» **Problem to solve**: Rewrite the items below, switching every occurrence of "In this picture" to "In this image" and leaving all other text unchanged.

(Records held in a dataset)

- - -

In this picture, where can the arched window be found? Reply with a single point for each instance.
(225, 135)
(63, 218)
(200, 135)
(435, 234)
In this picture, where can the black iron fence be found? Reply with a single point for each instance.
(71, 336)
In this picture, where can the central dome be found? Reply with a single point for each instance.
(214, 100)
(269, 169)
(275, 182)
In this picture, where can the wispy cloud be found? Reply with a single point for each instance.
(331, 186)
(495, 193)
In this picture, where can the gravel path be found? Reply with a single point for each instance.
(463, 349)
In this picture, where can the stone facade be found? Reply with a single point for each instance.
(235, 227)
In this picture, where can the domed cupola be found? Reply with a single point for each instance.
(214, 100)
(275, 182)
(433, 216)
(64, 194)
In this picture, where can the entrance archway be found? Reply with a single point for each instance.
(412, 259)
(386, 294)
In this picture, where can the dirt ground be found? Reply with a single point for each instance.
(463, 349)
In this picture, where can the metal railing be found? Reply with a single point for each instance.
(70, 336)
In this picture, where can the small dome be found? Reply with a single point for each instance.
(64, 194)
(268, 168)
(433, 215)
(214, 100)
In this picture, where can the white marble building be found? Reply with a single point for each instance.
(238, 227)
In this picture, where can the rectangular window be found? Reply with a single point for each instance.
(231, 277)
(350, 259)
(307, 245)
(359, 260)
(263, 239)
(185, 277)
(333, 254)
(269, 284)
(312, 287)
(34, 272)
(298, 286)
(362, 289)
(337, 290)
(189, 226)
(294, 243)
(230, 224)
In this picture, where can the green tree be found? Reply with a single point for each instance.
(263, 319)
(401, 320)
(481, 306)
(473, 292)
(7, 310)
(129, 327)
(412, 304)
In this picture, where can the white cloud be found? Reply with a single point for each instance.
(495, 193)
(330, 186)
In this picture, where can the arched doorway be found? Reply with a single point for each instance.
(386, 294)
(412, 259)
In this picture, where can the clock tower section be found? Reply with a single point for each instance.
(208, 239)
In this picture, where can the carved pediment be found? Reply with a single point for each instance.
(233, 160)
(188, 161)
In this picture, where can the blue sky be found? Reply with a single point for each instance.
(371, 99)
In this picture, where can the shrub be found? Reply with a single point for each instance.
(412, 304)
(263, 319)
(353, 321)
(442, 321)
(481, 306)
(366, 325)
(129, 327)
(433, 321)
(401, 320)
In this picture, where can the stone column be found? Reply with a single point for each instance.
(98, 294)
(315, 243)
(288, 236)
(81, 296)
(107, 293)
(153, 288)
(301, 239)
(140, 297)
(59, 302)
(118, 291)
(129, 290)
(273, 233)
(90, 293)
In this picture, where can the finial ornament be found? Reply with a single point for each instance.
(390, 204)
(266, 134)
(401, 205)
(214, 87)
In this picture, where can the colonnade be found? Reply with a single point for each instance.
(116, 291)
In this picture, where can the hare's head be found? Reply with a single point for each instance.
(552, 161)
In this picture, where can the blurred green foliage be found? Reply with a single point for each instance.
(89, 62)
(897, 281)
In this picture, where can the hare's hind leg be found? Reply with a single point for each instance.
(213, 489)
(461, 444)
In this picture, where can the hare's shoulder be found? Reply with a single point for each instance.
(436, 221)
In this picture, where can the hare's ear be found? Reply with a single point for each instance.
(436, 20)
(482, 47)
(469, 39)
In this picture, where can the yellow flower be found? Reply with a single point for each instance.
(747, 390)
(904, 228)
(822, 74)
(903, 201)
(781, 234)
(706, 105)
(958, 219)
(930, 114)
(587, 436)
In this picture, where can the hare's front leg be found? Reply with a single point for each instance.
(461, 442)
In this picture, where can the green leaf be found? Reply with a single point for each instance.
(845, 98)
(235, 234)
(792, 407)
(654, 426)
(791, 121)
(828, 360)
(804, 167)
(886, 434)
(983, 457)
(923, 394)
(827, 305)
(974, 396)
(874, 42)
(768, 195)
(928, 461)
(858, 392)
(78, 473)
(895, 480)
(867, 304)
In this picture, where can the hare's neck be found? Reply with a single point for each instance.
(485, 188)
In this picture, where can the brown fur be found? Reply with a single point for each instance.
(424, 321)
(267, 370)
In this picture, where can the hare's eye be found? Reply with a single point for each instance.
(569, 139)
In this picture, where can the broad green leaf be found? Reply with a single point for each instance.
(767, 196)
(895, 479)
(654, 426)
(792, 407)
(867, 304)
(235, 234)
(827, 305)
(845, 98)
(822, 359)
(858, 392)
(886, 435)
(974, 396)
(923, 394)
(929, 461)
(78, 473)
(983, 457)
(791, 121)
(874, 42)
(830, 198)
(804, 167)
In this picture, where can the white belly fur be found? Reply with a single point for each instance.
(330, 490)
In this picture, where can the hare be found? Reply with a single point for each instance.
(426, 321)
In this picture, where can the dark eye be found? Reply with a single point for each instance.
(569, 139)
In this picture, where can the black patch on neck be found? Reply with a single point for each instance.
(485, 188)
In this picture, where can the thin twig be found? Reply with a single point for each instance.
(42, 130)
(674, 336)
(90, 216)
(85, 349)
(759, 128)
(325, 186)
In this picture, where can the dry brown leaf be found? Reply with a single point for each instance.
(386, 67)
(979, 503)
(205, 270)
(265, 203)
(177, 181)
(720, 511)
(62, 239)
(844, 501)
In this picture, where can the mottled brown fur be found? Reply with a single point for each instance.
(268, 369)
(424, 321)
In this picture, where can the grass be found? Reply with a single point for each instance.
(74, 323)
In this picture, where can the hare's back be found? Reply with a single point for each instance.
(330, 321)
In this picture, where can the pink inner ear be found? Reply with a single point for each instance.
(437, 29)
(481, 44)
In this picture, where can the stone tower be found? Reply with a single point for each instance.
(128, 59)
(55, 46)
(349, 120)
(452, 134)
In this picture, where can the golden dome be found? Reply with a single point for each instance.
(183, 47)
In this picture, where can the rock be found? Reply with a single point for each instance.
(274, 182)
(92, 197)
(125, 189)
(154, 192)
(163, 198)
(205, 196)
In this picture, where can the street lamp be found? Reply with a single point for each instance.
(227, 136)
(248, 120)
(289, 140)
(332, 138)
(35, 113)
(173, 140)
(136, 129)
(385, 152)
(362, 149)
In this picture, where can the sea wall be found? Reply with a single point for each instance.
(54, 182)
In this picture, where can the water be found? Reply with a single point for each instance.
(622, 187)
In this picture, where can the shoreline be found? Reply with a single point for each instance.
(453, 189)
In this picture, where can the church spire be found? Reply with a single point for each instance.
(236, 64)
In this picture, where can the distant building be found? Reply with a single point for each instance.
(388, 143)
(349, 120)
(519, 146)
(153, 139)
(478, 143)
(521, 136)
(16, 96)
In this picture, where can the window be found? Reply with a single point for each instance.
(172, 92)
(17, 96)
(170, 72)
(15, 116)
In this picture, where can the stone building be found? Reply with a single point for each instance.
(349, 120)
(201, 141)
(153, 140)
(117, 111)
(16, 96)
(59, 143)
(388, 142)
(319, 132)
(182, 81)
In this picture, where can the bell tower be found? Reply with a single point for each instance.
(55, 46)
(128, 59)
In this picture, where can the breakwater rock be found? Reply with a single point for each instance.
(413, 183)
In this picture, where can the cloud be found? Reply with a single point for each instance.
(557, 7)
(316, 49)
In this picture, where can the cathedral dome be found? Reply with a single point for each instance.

- - -

» **Result of the exercise**:
In this image, where can the arched window be found? Reply with a single point for each instance.
(225, 135)
(63, 218)
(200, 135)
(435, 234)
In this image, where can the black iron fence be found? Reply with a single point for each instance.
(71, 336)
In this image, where can the central dome be found? Reply with a single point for each instance.
(214, 100)
(269, 169)
(275, 182)
In this image, where can the wispy cloud be found? Reply with a single point for each instance.
(331, 186)
(495, 193)
In this image, where can the gravel path be found? Reply with a single point for each instance.
(463, 349)
In this image, where can the stone facade be found? Reply with a single point for each instance.
(235, 227)
In this image, where can the domed cupola be found? Reply with a single point for each instance.
(214, 100)
(275, 182)
(433, 216)
(64, 194)
In this image, where can the entrance archway be found? Reply with a single point for each instance.
(412, 259)
(386, 294)
In this image, where can the dirt ground be found? Reply with a single point for each instance.
(463, 349)
In this image, where can the metal railing be found? Reply with a single point for each instance.
(70, 336)
In this image, where can the small dome be found? Reply with a single point for each instance.
(64, 194)
(268, 168)
(433, 215)
(214, 100)
In this image, where can the white marble building be found? Reply with a single point for each instance.
(238, 227)
In this image, where can the rectangular window be found? Reply with a single point for each instance.
(231, 277)
(350, 259)
(307, 245)
(359, 260)
(263, 239)
(185, 277)
(333, 254)
(269, 284)
(312, 287)
(34, 272)
(298, 286)
(362, 289)
(337, 290)
(189, 226)
(294, 243)
(230, 224)
In this image, where can the green tree be found? Reply with a single point for each instance.
(263, 319)
(401, 320)
(481, 306)
(473, 292)
(7, 310)
(129, 327)
(412, 304)
In this image, where can the white cloud be found? Reply with a single point for each instance.
(495, 193)
(330, 186)
In this image, where can the arched doorway be found? Reply with a single point for each instance.
(386, 294)
(412, 259)
In this image, where can the clock tower section be found? Reply with a single point for each instance.
(208, 239)
In this image, where can the carved pediment be found? Reply with a single point for each instance.
(233, 160)
(188, 161)
In this image, where can the blue sky be found? Reply with a single point for each instance.
(371, 99)
In this image, where can the shrub be found? Reply with a single point for each instance.
(412, 304)
(263, 319)
(353, 321)
(442, 321)
(481, 306)
(366, 325)
(129, 327)
(433, 321)
(401, 320)
In this image, where can the stone column be found? Reply with a single point for each instance.
(98, 294)
(315, 243)
(288, 236)
(81, 296)
(107, 293)
(153, 288)
(301, 239)
(140, 297)
(59, 302)
(118, 291)
(129, 290)
(273, 233)
(90, 293)
In this image, where can the finial ornament be found? Reply with a single point for each instance.
(390, 204)
(266, 134)
(401, 205)
(214, 87)
In this image, where can the colonnade be found? Reply with a single point for each instance.
(116, 291)
In this image, where can the hare's head be found? Reply with a single point for each instance.
(552, 161)
In this image, where can the blurred green foliage be found? Reply with a single point for each instance.
(89, 62)
(897, 281)
In this image, where can the hare's hind leg be found? Reply with a single point for each instance.
(213, 489)
(461, 444)
In this image, where can the hare's shoulder be found? Reply with a single point for each instance.
(436, 221)
In this image, where can the hare's ear be found? Reply with a single point for each instance.
(436, 20)
(482, 47)
(469, 39)
In this image, where can the yellow flower be found? Reply with a single point for each instance.
(747, 390)
(904, 228)
(822, 74)
(903, 201)
(781, 234)
(706, 105)
(958, 219)
(930, 114)
(587, 436)
In this image, where can the hare's front leg be found? Reply with a single point for each instance.
(461, 442)
In this image, where can the green leaf be found? Reply with a single point for each instance.
(845, 98)
(235, 234)
(792, 407)
(654, 426)
(791, 121)
(828, 360)
(804, 167)
(886, 434)
(983, 457)
(923, 394)
(827, 305)
(974, 396)
(874, 42)
(768, 195)
(928, 461)
(858, 392)
(78, 473)
(895, 480)
(867, 304)
In this image, where can the hare's neck be found? Reply with a single point for each instance.
(485, 188)
In this image, where can the brown fur be found? Reply with a single point for each instance.
(424, 321)
(267, 370)
In this image, where can the hare's eye be found? Reply with a single point for each instance.
(569, 139)
In this image, where can the broad green leaf be found? Reply with a single point for each instance.
(767, 196)
(895, 479)
(654, 426)
(792, 407)
(867, 304)
(235, 234)
(827, 305)
(845, 98)
(822, 359)
(858, 392)
(886, 435)
(974, 396)
(923, 394)
(929, 461)
(78, 473)
(983, 457)
(791, 121)
(874, 42)
(830, 198)
(804, 167)
In this image, where can the white belly fur be found? Reply with a single point for each instance.
(330, 490)
In this image, where can the hare be found? Reply with a single point for each instance.
(426, 321)
In this image, where can the dark eye be found? Reply with a single point for each instance.
(569, 139)
In this image, where can the black patch on neck be found? Reply with a single point for each instance.
(485, 188)
In this image, where can the thin twig be found? Reply with a single point for each instance.
(42, 130)
(674, 336)
(90, 216)
(85, 349)
(759, 128)
(325, 186)
In this image, where can the dry brown leaf be found? Reply with a single point for each instance.
(386, 67)
(979, 503)
(205, 270)
(265, 203)
(177, 181)
(720, 511)
(62, 239)
(844, 501)
In this image, where can the mottled brown fur be found? Reply with a single point for each instance.
(268, 369)
(424, 321)
In this image, where can the grass be found? Reply with a single point for each instance.
(74, 323)
In this image, where can the hare's back be found? Reply with a single point for each instance.
(330, 321)
In this image, where can the pink inner ear be found? Reply with a single point for each instance.
(437, 29)
(481, 44)
In this image, where can the stone tower be found? Reply with a single point for each instance.
(128, 59)
(55, 46)
(349, 120)
(452, 134)
In this image, where can the golden dome be found? Reply with a single point for each instance.
(183, 47)
In this image, where can the rock be found? Reply with a single point for each instance.
(274, 182)
(92, 197)
(125, 189)
(154, 192)
(163, 198)
(205, 196)
In this image, where can the street lamp be found? Reply with a single point for each instance.
(227, 136)
(248, 120)
(289, 140)
(332, 138)
(35, 113)
(173, 140)
(136, 129)
(385, 152)
(362, 149)
In this image, where can the sea wall be found? Reply with a single point for each instance.
(54, 182)
In this image, where can the water be found? Reply with a single point for each instance.
(622, 187)
In this image, where can the shoreline be found? Reply with a single point for each instance.
(453, 189)
In this image, where can the church spire be found? Reply with a single point for each instance.
(236, 64)
In this image, where can the distant building be found? Reply with a single point for each instance.
(388, 143)
(349, 120)
(519, 146)
(153, 139)
(478, 143)
(521, 136)
(16, 96)
In this image, where can the window be found? Reply with a single point for each instance.
(172, 92)
(17, 96)
(170, 72)
(15, 116)
In this image, where can the stone building be found? Reply with a single point for each instance.
(349, 120)
(201, 141)
(153, 140)
(117, 111)
(16, 96)
(59, 143)
(388, 142)
(319, 132)
(182, 81)
In this image, where can the bell tower be found? Reply with a single point for each instance.
(55, 46)
(128, 59)
In this image, where can the breakwater rock be found? Reply with a single point for each instance.
(413, 183)
In this image, where can the cloud be found? Reply with a single point for each instance.
(557, 7)
(316, 49)
In this image, where can the cathedral dome be found? Reply with a single point for each instance.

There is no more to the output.